So if you’re having intrusive thoughts, does that mean you have schizophrenia? It’s quite unlikely—as we’ve mentioned everyone experiences intrusive thoughts of one type or another, while schizophrenia is a pretty rare condition.
Intrusive thoughts alone are certainly not enough to indicate a possible schizophrenia diagnosis, or even any real likelihood of one. There’s a difference between the kind of distorted thinking that’s characteristic of schizophrenia and intrusive thoughts that are commonly associated with other mental disorders such as obsessive-compulsive disorder (OCD). Let’s explore.
The difference between intrusive thoughts and delusional thoughts
Intrusive thoughts are one of the primary symptoms of OCD. People with this condition experience intrusive thoughts about a variety of topics. The resulting obsessions cause a great deal of distress or anxiety, leading people with OCD to feel a persistent, strong urge to engage in compulsions in an attempt to alleviate this distress or prevent unwanted outcomes from occurring. The intrusive thoughts and images that a person with OCD experiences may sometimes feel real and urgent, even though they are highly unlikely to be true or are unsupported by reasonable evidence.

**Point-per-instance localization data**
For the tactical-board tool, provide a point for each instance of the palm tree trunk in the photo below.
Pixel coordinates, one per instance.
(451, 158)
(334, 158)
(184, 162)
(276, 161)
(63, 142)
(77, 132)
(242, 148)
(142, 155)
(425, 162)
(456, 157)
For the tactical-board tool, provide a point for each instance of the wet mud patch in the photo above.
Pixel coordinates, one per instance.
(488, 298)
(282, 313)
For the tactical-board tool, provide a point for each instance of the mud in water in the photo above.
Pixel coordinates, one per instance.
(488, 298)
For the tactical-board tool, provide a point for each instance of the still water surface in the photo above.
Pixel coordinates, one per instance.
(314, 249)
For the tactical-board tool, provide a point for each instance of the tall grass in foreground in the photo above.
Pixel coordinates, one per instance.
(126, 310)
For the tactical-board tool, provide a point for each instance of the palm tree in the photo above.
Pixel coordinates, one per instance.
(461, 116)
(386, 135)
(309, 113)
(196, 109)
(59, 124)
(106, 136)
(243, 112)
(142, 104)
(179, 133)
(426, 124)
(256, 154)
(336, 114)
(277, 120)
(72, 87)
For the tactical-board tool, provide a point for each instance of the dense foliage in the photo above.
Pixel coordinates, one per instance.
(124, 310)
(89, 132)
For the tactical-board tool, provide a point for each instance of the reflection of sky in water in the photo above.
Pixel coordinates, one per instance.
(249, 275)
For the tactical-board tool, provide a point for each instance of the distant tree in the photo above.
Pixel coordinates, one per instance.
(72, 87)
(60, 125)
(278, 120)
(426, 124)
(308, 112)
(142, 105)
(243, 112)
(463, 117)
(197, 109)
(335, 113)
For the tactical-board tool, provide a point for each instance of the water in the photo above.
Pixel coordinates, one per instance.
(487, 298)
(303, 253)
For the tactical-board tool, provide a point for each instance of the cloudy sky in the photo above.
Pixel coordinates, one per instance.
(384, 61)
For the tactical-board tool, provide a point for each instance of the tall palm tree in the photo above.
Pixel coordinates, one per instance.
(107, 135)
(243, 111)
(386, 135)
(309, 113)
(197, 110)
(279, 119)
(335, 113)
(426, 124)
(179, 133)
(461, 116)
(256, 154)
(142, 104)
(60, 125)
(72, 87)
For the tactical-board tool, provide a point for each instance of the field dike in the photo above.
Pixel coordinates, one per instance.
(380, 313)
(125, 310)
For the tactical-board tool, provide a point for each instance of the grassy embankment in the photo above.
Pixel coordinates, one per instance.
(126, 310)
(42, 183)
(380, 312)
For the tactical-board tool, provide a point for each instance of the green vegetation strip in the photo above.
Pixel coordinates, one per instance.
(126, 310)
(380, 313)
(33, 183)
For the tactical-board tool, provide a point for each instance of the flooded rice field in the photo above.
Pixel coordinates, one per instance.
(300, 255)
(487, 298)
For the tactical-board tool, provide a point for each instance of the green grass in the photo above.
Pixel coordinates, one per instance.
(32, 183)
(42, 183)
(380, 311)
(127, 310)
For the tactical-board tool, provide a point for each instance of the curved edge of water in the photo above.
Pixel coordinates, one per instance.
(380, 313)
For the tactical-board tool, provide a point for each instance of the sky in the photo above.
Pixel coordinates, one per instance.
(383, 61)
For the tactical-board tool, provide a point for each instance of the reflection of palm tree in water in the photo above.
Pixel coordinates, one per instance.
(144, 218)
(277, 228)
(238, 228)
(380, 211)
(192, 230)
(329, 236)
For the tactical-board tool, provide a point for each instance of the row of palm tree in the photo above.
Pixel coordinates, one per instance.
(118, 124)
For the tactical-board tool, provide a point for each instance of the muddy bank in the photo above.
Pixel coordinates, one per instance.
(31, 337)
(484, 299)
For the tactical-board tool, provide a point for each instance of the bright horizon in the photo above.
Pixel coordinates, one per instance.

**QUESTIONS**
**1.** Answer these questions about the passage on intrusive thoughts:
(a) How does the passage describe how common schizophrenia is?
(b) Intrusive thoughts are named as one of the primary symptoms of which condition?
(c) What do people with that condition feel a persistent, strong urge to do?
**2.** Write out the part of the passage on intrusive thoughts that opens with the words containing "Intrusive thoughts alone" and closes with "(OCD). Let’s explore.".
**3.** Take the passage on intrusive thoughts further, continuing from its last sentence.

**ANSWERS FOR EACH ITEM**
**1.**
(a) It calls schizophrenia a pretty rare condition.
(b) Obsessive-compulsive disorder (OCD).
(c) They feel an urge to engage in compulsions to alleviate their distress or to prevent unwanted outcomes from occurring.

**2.**
Intrusive thoughts alone are certainly not enough to indicate a possible schizophrenia diagnosis, or even any real likelihood of one. There’s a difference between the kind of distorted thinking that’s characteristic of schizophrenia and intrusive thoughts that are commonly associated with other mental disorders such as obsessive-compulsive disorder (OCD). Let’s explore.

**3.**
Intrusive thoughts in OCD are not the same as delusions in schizophrenia. The main reason is that individuals with OCD are often aware, at least to some degree, that their beliefs and actions are irrational. This is called insight. Most people with OCD have some level of insight; they look at their OCD and say, logically, that they understand it doesn’t really make sense. (It’s worth noting that there is a much smaller percentage of people with OCD who have little to no level of insight, but this is much more rare. Even in these cases, though, they still do compulsions to try to neutralize their thoughts, images, or urges.)
Now you may be still wondering if individuals with schizophrenia can experience distressing intrusive thoughts. The answer is yes, but it’s less likely. The main reason for this is that with schizophrenia, people may not be able to recognize these thoughts as intrusive at all.
Can you have both OCD and Schizophrenia?
Yes, it is possible to have both conditions. However, OCD is more common among those with schizophrenia than the other way around. Estimates suggest that 12 to 23 percent of people with schizophrenia also have OCD. On the other hand, individuals whose primary diagnosis is OCD are unlikely to have or develop psychotic symptoms, with studies suggesting that it occurs in only 1.7 percent of patients.
How to get help for intrusive thoughts
Now that we’ve clarified that intrusive thoughts are not a sign of schizophrenia, you’re probably wondering: Okay, but how do I get help for my intrusive thoughts?
Let’s start with what not to do. Intrusive thoughts can make it very tempting to avoid the situations that might trigger them. Doing so, however, will only make things worse, reinforcing the belief that these thoughts are dangerous and should be avoided.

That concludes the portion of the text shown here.